WHAT YOU NEED TO DO.
The lines to print are the one containing "Target: white running shoe" and every line after it through the end of the entries below. Print them exactly and nothing else.

MATERIAL PROVIDED.
■ ■ ■ ■
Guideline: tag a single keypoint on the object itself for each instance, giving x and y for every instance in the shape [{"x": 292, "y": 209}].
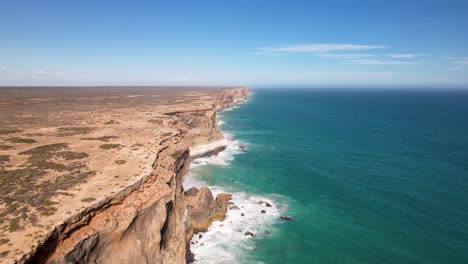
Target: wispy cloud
[
  {"x": 322, "y": 48},
  {"x": 39, "y": 72},
  {"x": 462, "y": 60},
  {"x": 377, "y": 62},
  {"x": 345, "y": 56},
  {"x": 406, "y": 55}
]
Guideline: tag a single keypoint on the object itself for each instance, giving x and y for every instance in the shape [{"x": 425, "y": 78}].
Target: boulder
[{"x": 203, "y": 209}]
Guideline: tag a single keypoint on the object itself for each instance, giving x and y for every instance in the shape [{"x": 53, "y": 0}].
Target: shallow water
[{"x": 369, "y": 177}]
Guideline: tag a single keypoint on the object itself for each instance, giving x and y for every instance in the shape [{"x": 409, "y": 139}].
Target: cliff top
[{"x": 64, "y": 149}]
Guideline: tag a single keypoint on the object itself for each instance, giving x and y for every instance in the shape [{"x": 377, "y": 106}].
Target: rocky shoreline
[{"x": 153, "y": 217}]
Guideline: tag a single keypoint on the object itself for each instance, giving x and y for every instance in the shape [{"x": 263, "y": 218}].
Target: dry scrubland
[{"x": 62, "y": 149}]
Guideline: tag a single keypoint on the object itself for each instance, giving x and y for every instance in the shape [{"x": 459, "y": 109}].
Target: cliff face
[{"x": 147, "y": 222}]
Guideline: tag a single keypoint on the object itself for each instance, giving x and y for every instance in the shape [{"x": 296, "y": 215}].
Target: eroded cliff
[{"x": 148, "y": 219}]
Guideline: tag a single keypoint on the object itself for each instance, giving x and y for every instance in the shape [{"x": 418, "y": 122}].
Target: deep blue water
[{"x": 368, "y": 176}]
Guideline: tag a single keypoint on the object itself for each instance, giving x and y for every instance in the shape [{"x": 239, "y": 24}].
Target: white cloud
[
  {"x": 461, "y": 61},
  {"x": 377, "y": 62},
  {"x": 185, "y": 78},
  {"x": 406, "y": 55},
  {"x": 458, "y": 60},
  {"x": 345, "y": 56},
  {"x": 322, "y": 48}
]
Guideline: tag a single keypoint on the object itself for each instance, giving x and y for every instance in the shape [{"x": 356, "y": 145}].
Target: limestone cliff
[{"x": 148, "y": 221}]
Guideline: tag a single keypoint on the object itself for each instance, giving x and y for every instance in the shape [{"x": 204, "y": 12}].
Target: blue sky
[{"x": 255, "y": 43}]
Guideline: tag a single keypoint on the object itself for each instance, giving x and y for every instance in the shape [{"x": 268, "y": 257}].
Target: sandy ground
[{"x": 62, "y": 149}]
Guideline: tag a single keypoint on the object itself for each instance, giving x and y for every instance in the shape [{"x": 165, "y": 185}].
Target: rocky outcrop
[
  {"x": 203, "y": 209},
  {"x": 151, "y": 220}
]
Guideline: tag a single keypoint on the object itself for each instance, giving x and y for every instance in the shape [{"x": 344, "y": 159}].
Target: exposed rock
[
  {"x": 151, "y": 218},
  {"x": 203, "y": 209},
  {"x": 191, "y": 192}
]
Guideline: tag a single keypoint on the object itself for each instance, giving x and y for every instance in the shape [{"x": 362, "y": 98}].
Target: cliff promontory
[{"x": 95, "y": 175}]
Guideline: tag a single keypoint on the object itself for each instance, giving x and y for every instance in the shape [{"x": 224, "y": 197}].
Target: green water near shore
[{"x": 369, "y": 177}]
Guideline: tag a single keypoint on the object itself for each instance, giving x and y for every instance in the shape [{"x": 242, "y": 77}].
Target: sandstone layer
[{"x": 94, "y": 175}]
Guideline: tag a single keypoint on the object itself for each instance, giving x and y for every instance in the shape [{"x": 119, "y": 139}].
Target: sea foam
[{"x": 226, "y": 242}]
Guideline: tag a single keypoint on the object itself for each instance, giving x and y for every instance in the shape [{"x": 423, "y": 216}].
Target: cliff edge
[{"x": 112, "y": 191}]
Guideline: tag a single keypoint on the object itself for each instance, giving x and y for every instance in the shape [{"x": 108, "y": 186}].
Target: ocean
[{"x": 368, "y": 176}]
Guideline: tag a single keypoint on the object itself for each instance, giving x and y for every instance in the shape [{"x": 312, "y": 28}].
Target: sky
[{"x": 253, "y": 43}]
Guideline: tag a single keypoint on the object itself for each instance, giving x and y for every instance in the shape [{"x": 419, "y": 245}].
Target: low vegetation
[
  {"x": 155, "y": 121},
  {"x": 72, "y": 131},
  {"x": 88, "y": 200},
  {"x": 111, "y": 122},
  {"x": 5, "y": 147},
  {"x": 9, "y": 131},
  {"x": 103, "y": 138},
  {"x": 21, "y": 140},
  {"x": 4, "y": 159},
  {"x": 29, "y": 188},
  {"x": 110, "y": 146}
]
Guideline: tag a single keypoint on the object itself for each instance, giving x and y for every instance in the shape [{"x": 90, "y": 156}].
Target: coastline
[
  {"x": 249, "y": 216},
  {"x": 153, "y": 202}
]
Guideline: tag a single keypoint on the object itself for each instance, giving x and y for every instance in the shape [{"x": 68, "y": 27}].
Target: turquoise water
[{"x": 369, "y": 177}]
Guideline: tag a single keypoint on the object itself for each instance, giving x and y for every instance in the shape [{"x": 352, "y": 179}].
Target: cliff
[{"x": 150, "y": 218}]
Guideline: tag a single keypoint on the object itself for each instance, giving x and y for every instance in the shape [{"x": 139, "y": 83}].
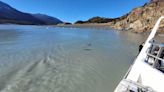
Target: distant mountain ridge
[{"x": 11, "y": 15}]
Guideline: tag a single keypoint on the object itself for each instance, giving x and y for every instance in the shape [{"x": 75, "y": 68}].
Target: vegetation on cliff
[{"x": 141, "y": 19}]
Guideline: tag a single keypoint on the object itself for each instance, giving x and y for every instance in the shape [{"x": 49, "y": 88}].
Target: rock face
[
  {"x": 141, "y": 19},
  {"x": 11, "y": 15}
]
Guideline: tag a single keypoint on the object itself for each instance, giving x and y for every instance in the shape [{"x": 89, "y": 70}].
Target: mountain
[
  {"x": 95, "y": 20},
  {"x": 47, "y": 19},
  {"x": 141, "y": 19},
  {"x": 11, "y": 15}
]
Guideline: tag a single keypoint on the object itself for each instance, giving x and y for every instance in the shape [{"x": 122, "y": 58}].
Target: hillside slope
[
  {"x": 11, "y": 15},
  {"x": 141, "y": 19}
]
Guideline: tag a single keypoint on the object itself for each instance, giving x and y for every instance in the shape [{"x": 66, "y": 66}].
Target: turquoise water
[{"x": 52, "y": 59}]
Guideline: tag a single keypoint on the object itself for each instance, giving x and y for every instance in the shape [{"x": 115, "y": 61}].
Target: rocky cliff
[{"x": 141, "y": 19}]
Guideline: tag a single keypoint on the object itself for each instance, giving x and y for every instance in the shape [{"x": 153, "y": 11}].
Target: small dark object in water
[
  {"x": 89, "y": 44},
  {"x": 141, "y": 46},
  {"x": 87, "y": 49}
]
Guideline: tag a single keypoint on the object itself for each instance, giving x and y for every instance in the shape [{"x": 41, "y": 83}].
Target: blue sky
[{"x": 73, "y": 10}]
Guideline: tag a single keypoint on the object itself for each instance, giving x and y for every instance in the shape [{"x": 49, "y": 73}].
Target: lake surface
[{"x": 52, "y": 59}]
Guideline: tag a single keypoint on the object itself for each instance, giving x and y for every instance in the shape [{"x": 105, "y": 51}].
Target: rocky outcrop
[{"x": 141, "y": 19}]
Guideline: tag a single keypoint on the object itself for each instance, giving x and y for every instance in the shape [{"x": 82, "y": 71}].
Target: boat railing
[
  {"x": 130, "y": 86},
  {"x": 155, "y": 56}
]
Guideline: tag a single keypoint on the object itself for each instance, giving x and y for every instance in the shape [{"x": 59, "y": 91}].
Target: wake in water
[{"x": 51, "y": 74}]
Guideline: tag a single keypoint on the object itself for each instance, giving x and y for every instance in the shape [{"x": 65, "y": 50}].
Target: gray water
[{"x": 51, "y": 59}]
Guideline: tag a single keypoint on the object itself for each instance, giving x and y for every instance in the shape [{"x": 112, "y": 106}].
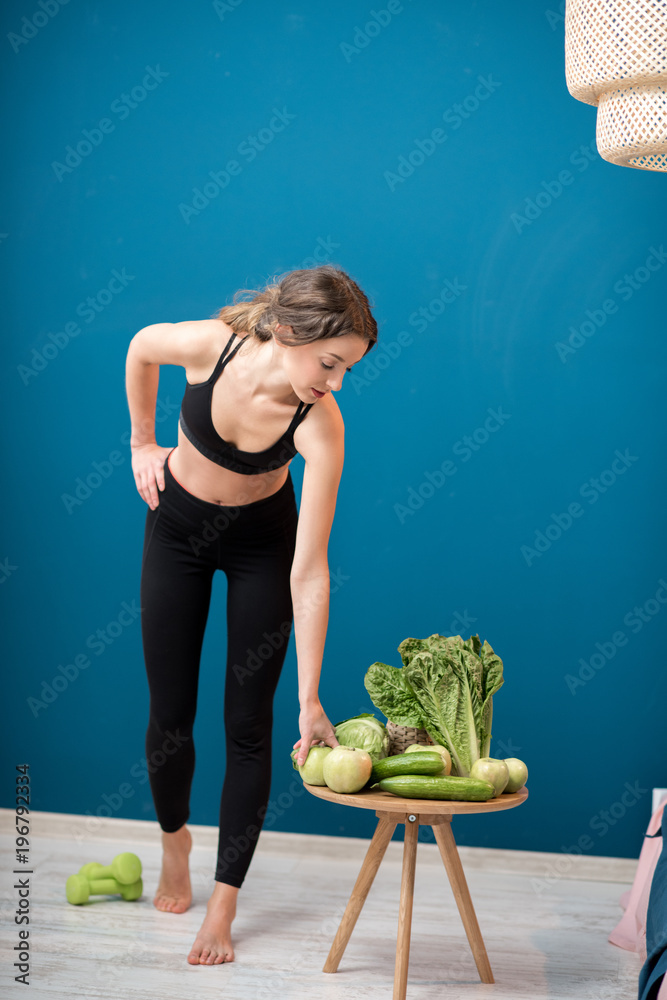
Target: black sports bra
[{"x": 197, "y": 425}]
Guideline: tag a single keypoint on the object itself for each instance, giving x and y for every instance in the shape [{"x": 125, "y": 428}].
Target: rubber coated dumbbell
[
  {"x": 90, "y": 869},
  {"x": 79, "y": 888},
  {"x": 125, "y": 868}
]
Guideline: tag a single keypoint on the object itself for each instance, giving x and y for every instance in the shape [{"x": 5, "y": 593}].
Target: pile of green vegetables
[{"x": 446, "y": 686}]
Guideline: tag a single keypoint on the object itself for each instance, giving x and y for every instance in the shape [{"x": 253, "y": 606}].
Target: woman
[{"x": 223, "y": 498}]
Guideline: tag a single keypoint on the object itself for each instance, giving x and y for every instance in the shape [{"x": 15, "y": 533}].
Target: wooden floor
[{"x": 545, "y": 941}]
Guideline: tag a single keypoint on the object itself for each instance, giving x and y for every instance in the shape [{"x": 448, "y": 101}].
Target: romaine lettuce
[{"x": 446, "y": 687}]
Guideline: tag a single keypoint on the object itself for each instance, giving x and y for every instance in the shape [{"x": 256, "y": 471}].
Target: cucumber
[
  {"x": 408, "y": 763},
  {"x": 421, "y": 786}
]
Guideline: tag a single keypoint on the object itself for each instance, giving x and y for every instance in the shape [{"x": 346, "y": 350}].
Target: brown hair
[{"x": 317, "y": 302}]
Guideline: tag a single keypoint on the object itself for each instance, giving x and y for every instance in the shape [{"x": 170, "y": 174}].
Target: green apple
[
  {"x": 438, "y": 748},
  {"x": 496, "y": 772},
  {"x": 347, "y": 769},
  {"x": 518, "y": 774},
  {"x": 311, "y": 769}
]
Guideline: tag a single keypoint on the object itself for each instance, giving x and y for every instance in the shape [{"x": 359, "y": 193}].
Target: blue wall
[{"x": 513, "y": 272}]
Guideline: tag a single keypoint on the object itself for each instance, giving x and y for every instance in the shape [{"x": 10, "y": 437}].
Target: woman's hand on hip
[
  {"x": 314, "y": 727},
  {"x": 148, "y": 468}
]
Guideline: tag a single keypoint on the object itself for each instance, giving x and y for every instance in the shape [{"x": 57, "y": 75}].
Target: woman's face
[{"x": 319, "y": 367}]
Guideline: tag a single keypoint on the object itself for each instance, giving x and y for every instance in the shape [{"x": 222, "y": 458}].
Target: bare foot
[
  {"x": 174, "y": 893},
  {"x": 213, "y": 944}
]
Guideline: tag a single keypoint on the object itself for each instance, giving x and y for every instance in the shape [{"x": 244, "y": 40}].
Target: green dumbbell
[
  {"x": 90, "y": 869},
  {"x": 79, "y": 888},
  {"x": 125, "y": 868}
]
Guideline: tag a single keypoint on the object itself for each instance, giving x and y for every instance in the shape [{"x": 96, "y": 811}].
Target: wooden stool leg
[
  {"x": 374, "y": 855},
  {"x": 405, "y": 909},
  {"x": 450, "y": 856}
]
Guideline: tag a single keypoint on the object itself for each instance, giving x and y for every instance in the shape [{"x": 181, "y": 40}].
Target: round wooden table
[{"x": 437, "y": 813}]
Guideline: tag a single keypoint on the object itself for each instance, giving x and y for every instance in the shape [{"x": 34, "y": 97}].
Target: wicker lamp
[{"x": 616, "y": 59}]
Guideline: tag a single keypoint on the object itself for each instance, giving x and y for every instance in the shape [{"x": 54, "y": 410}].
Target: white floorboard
[{"x": 542, "y": 945}]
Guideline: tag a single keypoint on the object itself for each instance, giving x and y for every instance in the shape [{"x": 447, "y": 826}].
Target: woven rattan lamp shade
[{"x": 616, "y": 58}]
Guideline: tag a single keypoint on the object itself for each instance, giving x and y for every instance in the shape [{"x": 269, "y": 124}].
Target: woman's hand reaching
[
  {"x": 148, "y": 468},
  {"x": 314, "y": 727}
]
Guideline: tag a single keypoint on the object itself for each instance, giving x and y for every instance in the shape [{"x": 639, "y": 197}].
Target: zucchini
[
  {"x": 422, "y": 786},
  {"x": 408, "y": 763}
]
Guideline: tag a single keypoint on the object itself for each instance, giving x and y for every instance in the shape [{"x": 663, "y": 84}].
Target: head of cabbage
[{"x": 364, "y": 732}]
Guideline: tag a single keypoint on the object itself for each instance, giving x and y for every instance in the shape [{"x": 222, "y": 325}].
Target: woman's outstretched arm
[{"x": 323, "y": 450}]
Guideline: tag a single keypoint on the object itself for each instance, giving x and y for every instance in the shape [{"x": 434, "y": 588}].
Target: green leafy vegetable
[
  {"x": 364, "y": 732},
  {"x": 446, "y": 687}
]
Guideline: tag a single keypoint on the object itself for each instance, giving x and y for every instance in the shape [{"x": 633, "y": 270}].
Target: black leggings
[{"x": 186, "y": 540}]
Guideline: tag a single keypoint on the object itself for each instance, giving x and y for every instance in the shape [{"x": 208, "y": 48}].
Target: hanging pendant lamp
[{"x": 616, "y": 59}]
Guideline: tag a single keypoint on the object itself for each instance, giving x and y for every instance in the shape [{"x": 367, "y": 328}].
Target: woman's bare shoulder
[
  {"x": 322, "y": 430},
  {"x": 190, "y": 343}
]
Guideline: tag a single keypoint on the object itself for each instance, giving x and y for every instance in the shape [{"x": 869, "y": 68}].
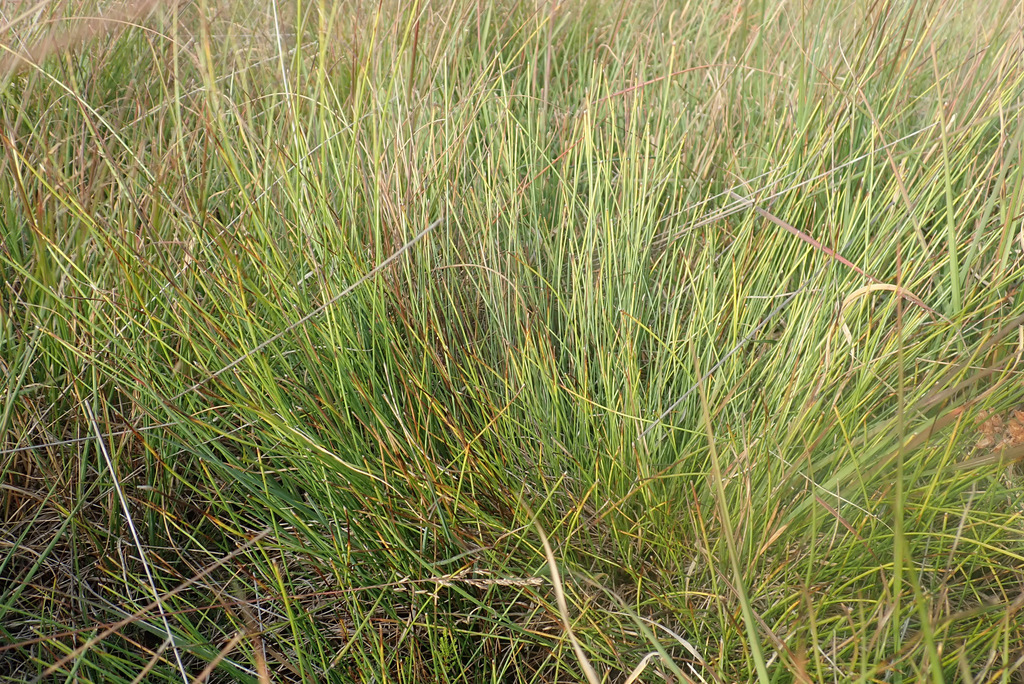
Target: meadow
[{"x": 512, "y": 342}]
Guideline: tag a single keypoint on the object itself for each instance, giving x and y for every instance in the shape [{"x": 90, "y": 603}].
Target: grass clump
[{"x": 489, "y": 342}]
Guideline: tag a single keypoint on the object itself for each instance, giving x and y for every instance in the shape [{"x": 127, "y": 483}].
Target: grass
[{"x": 512, "y": 342}]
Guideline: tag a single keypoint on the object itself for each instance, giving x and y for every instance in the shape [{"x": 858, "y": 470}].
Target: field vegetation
[{"x": 512, "y": 341}]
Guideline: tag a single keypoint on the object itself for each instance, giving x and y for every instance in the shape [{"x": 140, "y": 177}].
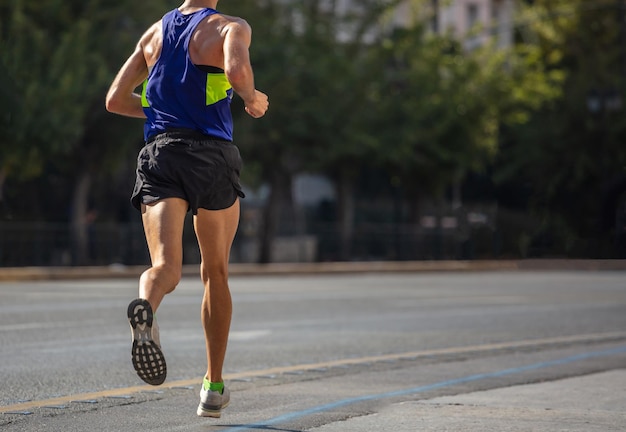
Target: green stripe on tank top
[
  {"x": 217, "y": 86},
  {"x": 144, "y": 99}
]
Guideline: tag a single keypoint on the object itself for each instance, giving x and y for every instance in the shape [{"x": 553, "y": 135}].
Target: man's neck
[{"x": 193, "y": 4}]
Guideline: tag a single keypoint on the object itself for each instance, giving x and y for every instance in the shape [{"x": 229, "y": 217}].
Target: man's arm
[
  {"x": 121, "y": 97},
  {"x": 239, "y": 70}
]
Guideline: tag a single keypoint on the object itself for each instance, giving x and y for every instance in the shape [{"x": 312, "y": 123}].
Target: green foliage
[{"x": 569, "y": 154}]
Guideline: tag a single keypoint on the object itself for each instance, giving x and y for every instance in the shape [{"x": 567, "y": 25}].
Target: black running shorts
[{"x": 188, "y": 165}]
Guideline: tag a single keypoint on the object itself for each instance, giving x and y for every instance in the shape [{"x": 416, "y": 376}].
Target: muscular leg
[
  {"x": 163, "y": 224},
  {"x": 216, "y": 230}
]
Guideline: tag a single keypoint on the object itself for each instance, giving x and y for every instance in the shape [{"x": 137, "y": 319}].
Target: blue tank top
[{"x": 179, "y": 94}]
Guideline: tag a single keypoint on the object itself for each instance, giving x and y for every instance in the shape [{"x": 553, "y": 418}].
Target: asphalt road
[{"x": 306, "y": 351}]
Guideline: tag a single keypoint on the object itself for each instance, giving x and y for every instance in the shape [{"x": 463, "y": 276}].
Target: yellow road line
[{"x": 62, "y": 400}]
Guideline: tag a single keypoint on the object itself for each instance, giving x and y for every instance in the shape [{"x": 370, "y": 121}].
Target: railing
[{"x": 50, "y": 244}]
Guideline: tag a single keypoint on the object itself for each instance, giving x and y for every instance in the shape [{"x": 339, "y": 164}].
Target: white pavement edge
[{"x": 591, "y": 403}]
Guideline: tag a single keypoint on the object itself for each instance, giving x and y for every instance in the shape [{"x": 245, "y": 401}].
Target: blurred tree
[
  {"x": 60, "y": 57},
  {"x": 570, "y": 155}
]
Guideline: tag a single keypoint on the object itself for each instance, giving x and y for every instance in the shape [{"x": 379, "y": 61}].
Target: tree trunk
[
  {"x": 80, "y": 219},
  {"x": 278, "y": 202},
  {"x": 345, "y": 194}
]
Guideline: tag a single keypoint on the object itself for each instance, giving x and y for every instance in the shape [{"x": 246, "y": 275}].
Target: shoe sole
[
  {"x": 213, "y": 413},
  {"x": 146, "y": 355}
]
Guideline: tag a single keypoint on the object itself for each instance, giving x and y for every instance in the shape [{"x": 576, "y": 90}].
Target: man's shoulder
[{"x": 234, "y": 21}]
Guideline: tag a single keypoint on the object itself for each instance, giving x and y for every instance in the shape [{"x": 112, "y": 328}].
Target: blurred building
[{"x": 474, "y": 21}]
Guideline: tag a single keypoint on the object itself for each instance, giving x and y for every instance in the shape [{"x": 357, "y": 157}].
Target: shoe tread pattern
[{"x": 147, "y": 357}]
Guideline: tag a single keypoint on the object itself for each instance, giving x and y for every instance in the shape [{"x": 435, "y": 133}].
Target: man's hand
[{"x": 258, "y": 106}]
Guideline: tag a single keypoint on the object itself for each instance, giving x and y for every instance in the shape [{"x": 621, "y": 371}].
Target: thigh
[
  {"x": 215, "y": 230},
  {"x": 163, "y": 223}
]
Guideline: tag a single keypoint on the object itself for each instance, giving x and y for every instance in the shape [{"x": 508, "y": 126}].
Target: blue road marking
[{"x": 411, "y": 391}]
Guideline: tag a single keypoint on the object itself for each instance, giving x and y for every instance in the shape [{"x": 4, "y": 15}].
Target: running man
[{"x": 190, "y": 63}]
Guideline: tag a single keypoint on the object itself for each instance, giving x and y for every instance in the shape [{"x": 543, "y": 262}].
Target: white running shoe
[{"x": 212, "y": 402}]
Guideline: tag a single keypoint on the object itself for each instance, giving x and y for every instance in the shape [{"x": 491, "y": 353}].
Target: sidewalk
[{"x": 592, "y": 403}]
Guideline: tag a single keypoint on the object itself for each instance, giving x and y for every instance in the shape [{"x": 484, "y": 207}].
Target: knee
[
  {"x": 214, "y": 274},
  {"x": 166, "y": 277}
]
■ ■ ■ ■
SOLUTION BELOW.
Target: white running shoe
[{"x": 212, "y": 402}]
Guideline: tag a single keypoint on the object itself for each instance, giving x and y for every instance in the shape [{"x": 491, "y": 353}].
Target: sidewalk
[{"x": 592, "y": 403}]
Guideline: tag a single keypoint on the object itself for each instance, giving x and y for every instance in the shape [{"x": 484, "y": 207}].
Target: knee
[
  {"x": 214, "y": 274},
  {"x": 166, "y": 277}
]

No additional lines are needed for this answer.